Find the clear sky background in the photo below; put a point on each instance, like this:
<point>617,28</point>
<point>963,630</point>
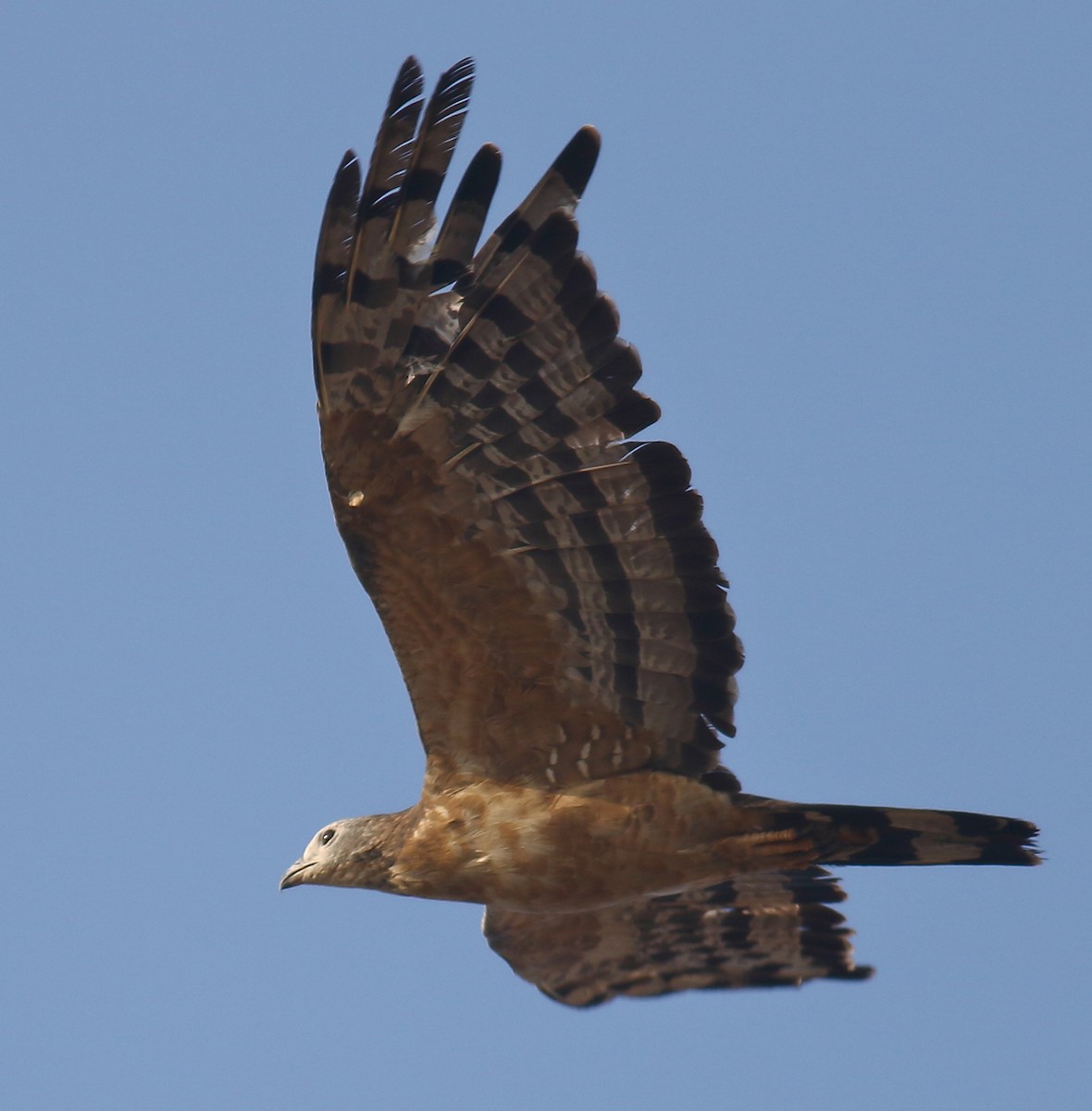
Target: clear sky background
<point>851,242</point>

◆ ◆ ◆ ◆ ◆ ◆ ◆

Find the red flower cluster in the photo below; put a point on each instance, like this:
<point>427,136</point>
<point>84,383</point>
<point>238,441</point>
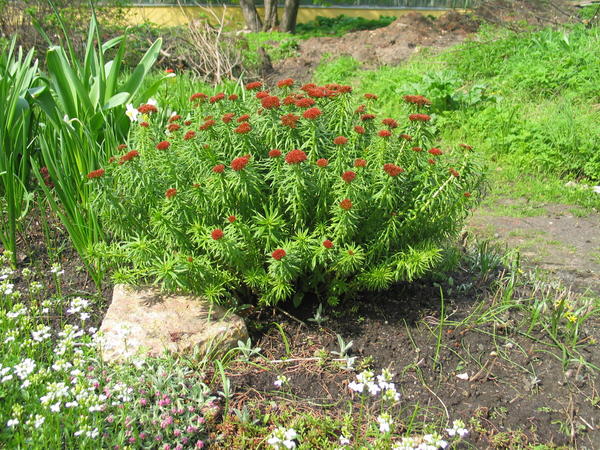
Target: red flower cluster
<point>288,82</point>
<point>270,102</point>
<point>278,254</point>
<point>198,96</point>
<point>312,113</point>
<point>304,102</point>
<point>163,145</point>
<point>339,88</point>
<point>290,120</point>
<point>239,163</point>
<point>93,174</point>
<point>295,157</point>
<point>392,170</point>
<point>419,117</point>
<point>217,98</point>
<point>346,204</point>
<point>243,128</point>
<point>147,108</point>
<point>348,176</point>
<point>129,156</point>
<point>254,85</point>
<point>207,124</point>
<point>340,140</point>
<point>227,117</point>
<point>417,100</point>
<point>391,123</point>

◆ ◆ ◆ ◆ ◆ ◆ ◆

What is needed: Arrange the material from the line containing "Find the clear" up to and including the line containing "<point>851,242</point>" as a numbered list, skipping blank lines and leaving out the picture.

Written response:
1. Find the clear sky background in the photo below; put a point on each instance, like this:
2. <point>617,28</point>
3. <point>963,630</point>
4. Target: clear sky background
5. <point>851,242</point>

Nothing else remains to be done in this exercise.